• _Material supplied_:
+++
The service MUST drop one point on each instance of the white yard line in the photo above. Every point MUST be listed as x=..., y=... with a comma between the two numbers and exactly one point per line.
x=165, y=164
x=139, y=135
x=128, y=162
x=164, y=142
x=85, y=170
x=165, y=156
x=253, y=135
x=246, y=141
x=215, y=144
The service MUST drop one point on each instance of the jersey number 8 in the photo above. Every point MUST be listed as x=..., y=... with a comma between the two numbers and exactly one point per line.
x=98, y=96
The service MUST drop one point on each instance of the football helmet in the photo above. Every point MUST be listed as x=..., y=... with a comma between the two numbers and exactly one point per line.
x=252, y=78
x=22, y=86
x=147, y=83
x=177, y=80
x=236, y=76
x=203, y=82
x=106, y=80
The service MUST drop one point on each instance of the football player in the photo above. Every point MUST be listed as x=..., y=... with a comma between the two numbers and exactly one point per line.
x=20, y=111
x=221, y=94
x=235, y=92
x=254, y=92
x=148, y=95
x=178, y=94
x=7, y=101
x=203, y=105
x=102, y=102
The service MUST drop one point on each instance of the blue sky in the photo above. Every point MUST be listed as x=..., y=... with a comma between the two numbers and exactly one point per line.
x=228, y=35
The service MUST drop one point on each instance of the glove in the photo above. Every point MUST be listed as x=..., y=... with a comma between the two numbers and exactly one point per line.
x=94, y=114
+++
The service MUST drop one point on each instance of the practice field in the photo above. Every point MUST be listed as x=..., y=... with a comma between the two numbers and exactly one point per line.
+++
• _Required work_:
Reproduce word for word the lines of the records above, starting at the line containing "the football player" and ending at the line containing "x=102, y=102".

• _Problem solution_:
The service MUST drop one point on each instance of the football player in the photo above. Every point MUST be listed as x=..., y=... with a comma between the two numbers and exactly one point per line.
x=20, y=111
x=221, y=94
x=235, y=92
x=254, y=92
x=148, y=95
x=178, y=94
x=7, y=101
x=203, y=105
x=102, y=102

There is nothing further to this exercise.